■ WHAT NEEDS TO BE DONE
Change every occurrence of "biggest" to "largest" in the rows below, keeping everything else the same.

■ PROVIDED DATA

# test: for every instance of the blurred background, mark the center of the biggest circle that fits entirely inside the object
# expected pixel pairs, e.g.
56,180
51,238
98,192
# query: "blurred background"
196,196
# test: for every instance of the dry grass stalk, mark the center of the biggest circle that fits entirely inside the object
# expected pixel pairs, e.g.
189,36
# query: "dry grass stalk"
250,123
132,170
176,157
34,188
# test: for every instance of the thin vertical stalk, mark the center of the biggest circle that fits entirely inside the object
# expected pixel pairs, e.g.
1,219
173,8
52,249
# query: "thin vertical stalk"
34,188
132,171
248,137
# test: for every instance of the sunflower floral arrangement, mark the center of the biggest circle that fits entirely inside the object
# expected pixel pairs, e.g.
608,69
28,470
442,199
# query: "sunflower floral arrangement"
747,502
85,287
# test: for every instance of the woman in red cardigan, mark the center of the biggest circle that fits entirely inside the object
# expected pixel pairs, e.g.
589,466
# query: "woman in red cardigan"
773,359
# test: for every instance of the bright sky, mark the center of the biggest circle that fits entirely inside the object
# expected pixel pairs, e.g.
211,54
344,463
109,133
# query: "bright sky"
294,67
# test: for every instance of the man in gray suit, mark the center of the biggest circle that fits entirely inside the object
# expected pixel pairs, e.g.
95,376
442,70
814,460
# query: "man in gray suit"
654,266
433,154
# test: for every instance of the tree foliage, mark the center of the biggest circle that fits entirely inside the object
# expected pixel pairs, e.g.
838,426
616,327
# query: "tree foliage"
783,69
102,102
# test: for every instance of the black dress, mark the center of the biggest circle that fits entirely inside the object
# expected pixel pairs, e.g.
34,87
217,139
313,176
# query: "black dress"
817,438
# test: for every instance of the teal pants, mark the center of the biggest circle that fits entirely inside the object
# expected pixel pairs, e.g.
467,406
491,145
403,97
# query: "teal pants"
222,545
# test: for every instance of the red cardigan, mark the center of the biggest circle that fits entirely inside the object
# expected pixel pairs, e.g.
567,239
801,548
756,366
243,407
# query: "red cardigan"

■ EXERCISE RESULT
# test: for every instance of the blurred background, mark the center of the largest circle that fits entirely inside the object
# expected pixel pairs, e.g.
56,180
51,238
98,192
# query: "blurred background"
196,196
# test: for every instance of the dry grass stalk, mark the center of the largest circle that fits entirely inside the object
# expected pixel pairs, e.g.
189,36
# query: "dry grass stalk"
250,123
132,170
176,157
34,188
# test: for every instance of the thin vertical stalk, mark the center of the largest circle that fits entirely inside the object
# expected pixel pairs, e.g.
1,219
173,8
52,249
# query: "thin vertical stalk"
34,188
132,171
248,137
# test: for every instance of the sunflower floral arrangement, mark the center of the largest circle that fits entirely inside the object
# expected pixel pairs, e.g.
608,69
28,470
442,199
# query: "sunflower floral arrangement"
747,502
85,287
# test: for every instance of the woman in red cardigan, mark the center of the largest circle that fits entirely inside the object
# expected pixel pairs, e.g.
589,466
# query: "woman in red cardigan"
773,359
# test: for every instance of the bright sky, mark the center of the largest circle that fits entirely inside the object
# expected pixel pairs, e.g.
211,54
344,463
109,133
# query: "bright sky"
294,67
# test: for every instance of the man in gray suit, mark the center of the largest circle that fits entirely inside the object
# expected pixel pairs, e.g.
95,376
442,70
814,460
# query: "man in gray suit"
654,266
433,154
# test: for every instance of the tree foliage, mark the center of the largest circle that fits entirely inside the object
# expected pixel pairs, e.g.
838,426
616,327
# query: "tree foliage"
783,69
102,102
# test: for every instance of the black dress, mark the center of the largest circle that fits entirely inside the object
# expected pixel pairs, e.g.
34,87
217,139
313,176
# query: "black dress"
817,438
# test: for every instance of the teal pants, mark the center of the largest circle that fits entirely inside the object
# expected pixel pairs, e.g.
467,406
491,145
403,97
# query: "teal pants"
222,545
# test: for every instance of the red cardigan, mark the center of the largest circle that fits entirely inside the object
# expected pixel pairs, e.g.
567,239
801,548
756,366
243,407
# query: "red cardigan"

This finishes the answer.